# Tarefas
**A.** Segundo o trecho sobre literatura e cinema, por que um livro adaptado para o cinema precisa passar por transformações? Responda em até três frases.
**B.** No trecho sobre literatura e cinema, que nome Roman Jakobson deu à modalidade de tradução à qual o texto associa a adaptação de uma obra literária para o cinema?
**C.** Apresente a continuação do trecho sobre literatura e cinema, começando logo após a última frase dele.

# Trecho do texto
==*==

Segundo Camargo (2003), a literatura, por ser um sistema que está inserido no sistema cultural mais amplo, viabiliza diversas relações com outras artes e mídias fazendo surgir, assim, outras linguagens/discursos. Assim, depara-se com uma diversidade e pluralidade de linguagens, que exigem que o leitor/espectador contemporâneo amplie a sua leitura de mundo e concepção de arte. É necessário que esteja aberto para ler e interpretar o mundo por meio das mais diversas manifestações de linguagem. Quando se busca diferentes leituras, sobre uma mesma temática, a partir de diferentes discursos, possibilita-se o aprimoramento e ampliação da forma de ver e compreender o mundo.
Literatura e cinema, como formas de expressão artística, têm dialogado de maneira cada vez mais próxima. A literatura tem servido como fonte inspiradora para a produção de diversos filmes e, esta prática, embora bastante antiga, continua crescendo a cada dia. Por outro lado, o cinema também tem influenciado o modo cinematográfico e imagético como as obras literárias vêm sendo construídas.
Marinyze Prates (1995) afirma que o que levou o cinema a buscar uma aproximação cada vez maior com a literatura foi a necessidade de adquirir autonomia, na condição de meio de expressão artística. E foi a partir dessa preocupação, que milhares de obras literárias passaram a servir como referencial para o cinema, originando assim as conhecidas adaptações. Vale salientar que, neste trabalho, o processo de adaptação de uma obra literária para o cinema será compreendido como uma modalidade de tradução, o que Roman Jakobson (1969) chamou de tradução intersemiótica. E, nesse sentido, ao operar com dois sistemas de signos diferentes – a literatura e o cinema – a tradução não deve ser entendida como um mero transporte de significados, como se o texto de partida fosse um objeto estável e transportável que se reproduzirá integralmente no texto de chegada. A tradução de obras literárias para o cinema, nessa perspectiva, será aqui compreendida como um processo criativo e dinâmico, já que para reescrever um texto fílmico a partir da literatura, é preciso levar em conta que a literatura e o cinema são expressões artísticas diferentes e, portanto, sujeitas a transformação nesse processo de tradução.
A expressão literária é constituída de palavras, e essas, no processo de construção de sentido, por sua vez, se encarregam de construir imagens na mente do leitor. Por outro lado, a expressão cinematográfica é constituída pela combinação entre imagem (em movimento), som, música e palavra. Sendo assim, a literatura que é interpretada pelo cinema deve ser compreendida como um material estético destinado a um outro campo da estética. Por isso, um livro ao ser adaptado/traduzido para o cinema deve-se submeter às transformações impostas pelas especificidades da narrativa cinematográfica.

==*==

Marcação da posição de objetos
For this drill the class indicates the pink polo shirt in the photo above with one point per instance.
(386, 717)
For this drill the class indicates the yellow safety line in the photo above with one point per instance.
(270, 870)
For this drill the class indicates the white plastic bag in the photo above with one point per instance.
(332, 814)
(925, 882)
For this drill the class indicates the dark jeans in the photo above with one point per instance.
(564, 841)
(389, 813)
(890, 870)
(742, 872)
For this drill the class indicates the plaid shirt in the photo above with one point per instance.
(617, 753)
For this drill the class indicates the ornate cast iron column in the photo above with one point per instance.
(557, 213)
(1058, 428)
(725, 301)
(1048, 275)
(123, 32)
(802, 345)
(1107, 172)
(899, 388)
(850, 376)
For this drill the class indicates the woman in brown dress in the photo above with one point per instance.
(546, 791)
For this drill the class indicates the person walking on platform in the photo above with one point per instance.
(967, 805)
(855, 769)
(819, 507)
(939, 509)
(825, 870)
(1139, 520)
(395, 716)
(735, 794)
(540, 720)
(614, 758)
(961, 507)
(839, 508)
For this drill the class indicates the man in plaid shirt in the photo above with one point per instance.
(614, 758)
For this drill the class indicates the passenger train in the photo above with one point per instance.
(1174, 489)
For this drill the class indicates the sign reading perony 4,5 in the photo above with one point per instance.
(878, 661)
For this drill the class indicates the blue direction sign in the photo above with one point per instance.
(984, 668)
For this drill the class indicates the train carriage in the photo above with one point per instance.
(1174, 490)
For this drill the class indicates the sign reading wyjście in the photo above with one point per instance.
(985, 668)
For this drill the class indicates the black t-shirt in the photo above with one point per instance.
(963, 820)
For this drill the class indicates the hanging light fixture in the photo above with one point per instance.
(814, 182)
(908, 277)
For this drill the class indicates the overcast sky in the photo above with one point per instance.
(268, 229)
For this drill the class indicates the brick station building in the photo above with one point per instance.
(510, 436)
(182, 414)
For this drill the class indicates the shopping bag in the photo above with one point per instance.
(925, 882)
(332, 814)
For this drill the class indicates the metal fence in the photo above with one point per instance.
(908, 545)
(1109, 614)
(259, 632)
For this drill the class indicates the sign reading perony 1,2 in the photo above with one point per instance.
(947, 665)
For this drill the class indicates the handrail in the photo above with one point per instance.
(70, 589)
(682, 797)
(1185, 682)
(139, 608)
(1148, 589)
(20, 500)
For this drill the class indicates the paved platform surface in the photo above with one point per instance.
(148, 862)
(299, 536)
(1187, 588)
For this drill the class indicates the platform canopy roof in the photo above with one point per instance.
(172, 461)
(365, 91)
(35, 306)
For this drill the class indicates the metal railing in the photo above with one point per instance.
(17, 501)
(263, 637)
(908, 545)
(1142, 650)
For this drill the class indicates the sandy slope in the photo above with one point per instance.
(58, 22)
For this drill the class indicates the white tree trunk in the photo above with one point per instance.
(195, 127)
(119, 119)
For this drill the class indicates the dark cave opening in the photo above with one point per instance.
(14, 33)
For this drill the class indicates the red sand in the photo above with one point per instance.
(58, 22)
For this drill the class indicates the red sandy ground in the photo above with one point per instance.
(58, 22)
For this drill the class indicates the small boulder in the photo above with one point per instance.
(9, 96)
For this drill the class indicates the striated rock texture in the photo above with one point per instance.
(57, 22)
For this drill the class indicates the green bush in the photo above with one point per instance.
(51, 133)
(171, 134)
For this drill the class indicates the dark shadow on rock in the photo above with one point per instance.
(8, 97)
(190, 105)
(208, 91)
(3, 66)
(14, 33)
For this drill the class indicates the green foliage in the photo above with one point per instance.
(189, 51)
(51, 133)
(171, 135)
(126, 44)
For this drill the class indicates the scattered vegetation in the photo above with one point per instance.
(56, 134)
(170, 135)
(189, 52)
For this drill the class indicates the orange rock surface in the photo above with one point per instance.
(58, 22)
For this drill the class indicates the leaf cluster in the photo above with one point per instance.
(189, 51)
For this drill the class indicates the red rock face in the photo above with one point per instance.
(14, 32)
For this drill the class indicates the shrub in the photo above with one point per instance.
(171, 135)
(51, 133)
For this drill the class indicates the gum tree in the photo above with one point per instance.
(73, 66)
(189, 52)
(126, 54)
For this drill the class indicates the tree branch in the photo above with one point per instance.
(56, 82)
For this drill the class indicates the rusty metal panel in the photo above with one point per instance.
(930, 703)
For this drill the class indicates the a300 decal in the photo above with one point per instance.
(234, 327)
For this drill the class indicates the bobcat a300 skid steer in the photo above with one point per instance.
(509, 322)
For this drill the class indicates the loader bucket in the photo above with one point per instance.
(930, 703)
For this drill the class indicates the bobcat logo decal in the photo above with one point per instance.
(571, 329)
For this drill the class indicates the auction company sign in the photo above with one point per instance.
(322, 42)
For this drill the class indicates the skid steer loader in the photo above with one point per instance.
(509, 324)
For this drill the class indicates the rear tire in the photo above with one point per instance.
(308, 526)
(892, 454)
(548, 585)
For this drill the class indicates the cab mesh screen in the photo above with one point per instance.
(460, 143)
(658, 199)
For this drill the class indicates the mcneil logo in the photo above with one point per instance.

==*==

# Respostas das tarefas
**A.** A literatura é feita de palavras, que constroem imagens na mente do leitor, enquanto o cinema combina imagem em movimento, som, música e palavra. Assim, a literatura interpretada pelo cinema passa a ser um material estético destinado a outro campo da estética. Por isso, o livro deve se submeter às transformações impostas pelas especificidades da narrativa cinematográfica.

**B.** Tradução intersemiótica.

**C.**
A discussão em torno das adaptações cinematográficas tende a se concentrar no problema da interpretação/leitura feita pelo cineasta, em sua tradução a partir do romance. Ismail Xavier (2003), em seu artigo Do texto ao filme: a trama, a cena e a construção do olhar no cinema, diz que existe uma forte tendência em se buscar o sentido procurado pelo filme para verificar em que grau esse se aproxima (é fiel) ou se afasta do texto de origem. É claro que houve época em que a exigência da fidelidade ao livro traduzido era uma prática indiscutível. As significativas transformações (teóricas e metodológicas) ocorridas também na Linguística, provocadas por discussões nas mais diversas áreas do conhecimento, nas últimas décadas, reduziu o espaço de posturas cientificistas e radicais dando lugar a posicionamentos mais flexíveis que buscam maior contextualização e relativização dos fenômenos tratados.
Na área dos Estudos da Tradução, nota-se o reflexo dessas mudanças a partir do momento em que se procura desvincular a atividade tradutória de noções hierarquizantes como fidelidade, originalidade, equivalência, aceitabilidade, entre outras. As diferenças culturais e os contextos, em que ocorrem os processos de escrita, passam a ser levados em consideração nesse novo cenário. Como nos lembra Rosemary Arrojo (2003), a tradução de qualquer texto, poético ou não, deve ser fiel não ao texto original, mas àquilo que se entende ser o texto original, àquilo que se presume constituí-lo. Em outras palavras, segundo a autora, o tradutor deve ser fiel à sua interpretação do texto de partida e essa acepção, por sua vez, será sempre fruto daquilo que ele é, de suas singularidades, do que sente e pensa. Nessa perspectiva, o cineasta-tradutor passa a ser entendido como intérprete, que cria e recria os seus textos a partir do seu contexto histórico, seu meio social, sua ideologia, seu inconsciente. André Lefevere (1992), teórico da tradução, também corrobora essas observações ao afirmar que traduções são reescrituras, que surgem como obras independentes.
Sendo assim, buscarei aqui analisar o diálogo entre o livro/romance Abril Despedaçado escrito pelo albanês Ismail Kadaré e o homônimo filme brasileiro Abril Despedaçado (2001), dirigido por Walter Salles. Veremos quando um diálogo entre culturas distintas e distantes, reconstruídas por meio de diferentes artes – a literatura e o cinema – se aproximam por intermédio da reescrita da obra literária feita pelo cineasta-tradutor. Ambos, o livro (traduzido para o português a partir do romance em albanês, KADARÉ, 2006) e o filme compõem o corpus de análise deste estudo.
cap-2A obra literária Abril Despedaçado, do albanês Ismail Kadaré, foi escrita em 1978 e publicada no Brasil em 2001. O lócus ficcional é construído na província de Mirëditë, uma região montanhosa situada no norte da Albânia, onde vivem duas famílias, os Berisha e os Kryequyk, que passam gerações a se matar por vingança, numa espécie de guerra privada com seus preceitos e valores determinados. Essas mortes são regidas pelo Kanun, um complexo código de leis firmadas em livro, cujo conteúdo é mais poderoso do que as normas oficiais do Estado. Seu princípio máximo é ancestral: sangue se paga com sangue. O romance se constrói a partir da história trágica de Gjork Berisha, um jovem de 26 anos que, para vingar a morte de seu irmão, mata Zef Kryequyk, assinando assim a sua própria sentença de morte. A partir daí, Gjork tem os dias de vida contados.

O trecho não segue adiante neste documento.